The intention is that the guidance should be used specifically by primary care organisations to review their policies and procedures on staff raising concerns about safety.
The guidance sets out:
- who can raise a concern
- the process for raising a concern
- how the concern will be investigated
- what will be done with the findings of the investigation
If, as a member of staff working in primary care, you have a concern about patient safety, quality of care or inappropriate activity, you can raise it with your appointed Freedom to Speak Up guardian. You may wish to learn about the experience of several people who have whistleblown over time, and raised some very serious concerns. Here are their stories.
NHS England and NHS Improvement, formerly Monitor and NHS Trust Development Authority respectively, published a single national integrated whistleblowing policy along with stakeholder responses from a period of consultation late last year.
Also contained within the Freedom to Speak Up report, was a recommendation that staff who have raised concerns and suffered detriment as a result should be supported to find alternative employment within the NHS.
NHS England has now launched a pilot support scheme for NHS whistleblowers from primary care and the first participants were accepted onto the programme in January 2017. A similar scheme is now being developed by NHS Improvement for whistleblowers from NHS Trusts.

* [DATASET ENTRIES]

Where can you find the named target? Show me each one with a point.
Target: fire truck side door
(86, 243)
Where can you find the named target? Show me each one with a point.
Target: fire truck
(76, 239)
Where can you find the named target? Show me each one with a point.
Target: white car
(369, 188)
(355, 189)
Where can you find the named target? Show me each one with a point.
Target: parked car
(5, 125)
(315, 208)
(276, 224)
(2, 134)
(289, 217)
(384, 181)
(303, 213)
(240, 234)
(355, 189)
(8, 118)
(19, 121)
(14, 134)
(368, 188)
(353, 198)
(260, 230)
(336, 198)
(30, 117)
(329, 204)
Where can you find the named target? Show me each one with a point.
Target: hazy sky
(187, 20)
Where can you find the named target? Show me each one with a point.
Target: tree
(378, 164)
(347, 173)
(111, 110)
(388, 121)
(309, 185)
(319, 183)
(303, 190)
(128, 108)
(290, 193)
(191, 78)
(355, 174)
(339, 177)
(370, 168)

* [TO DO]
[1] According to the text on NHS whistleblowing, when were the first participants accepted onto NHS England's pilot support scheme for primary care whistleblowers?
[2] Summarize the text on NHS whistleblowing in two sentences.
[3] Write the next part of the text on NHS whistleblowing, picking up after its final sentence.
The rows above can be ignored.

* [ACTIVITY ANSWERS]
[1] January 2017.

[2] The guidance is meant for primary care organizations reviewing their policies on staff raising safety concerns, and it covers who can raise a concern, how to raise it, how it will be investigated, and what happens with the findings. NHS England and NHS Improvement published a single national integrated whistleblowing policy, and NHS England has launched a pilot support scheme for primary care whistleblowers, while NHS Improvement is developing a similar scheme for whistleblowers from NHS Trusts.

[3]
The NHS England scheme is tailored to each individual, and provides services including:
- Career coaching and support;
- Occupational Health assessment and advice;
- Financial advice;
- Whistleblowing mentorship ie. specific support from people with expertise in whistleblowing.
The scheme will be independently evaluated, and the learning will help to inform future programmes run for primary care by NHS England, and for secondary care by NHS Improvement.
Information will be included here when we invite applications for future rounds of the scheme.
If you are currently working in primary care and have raised a concern with NHS England, your contact at NHS England can refer you to the scheme if you are having difficulties with your employment.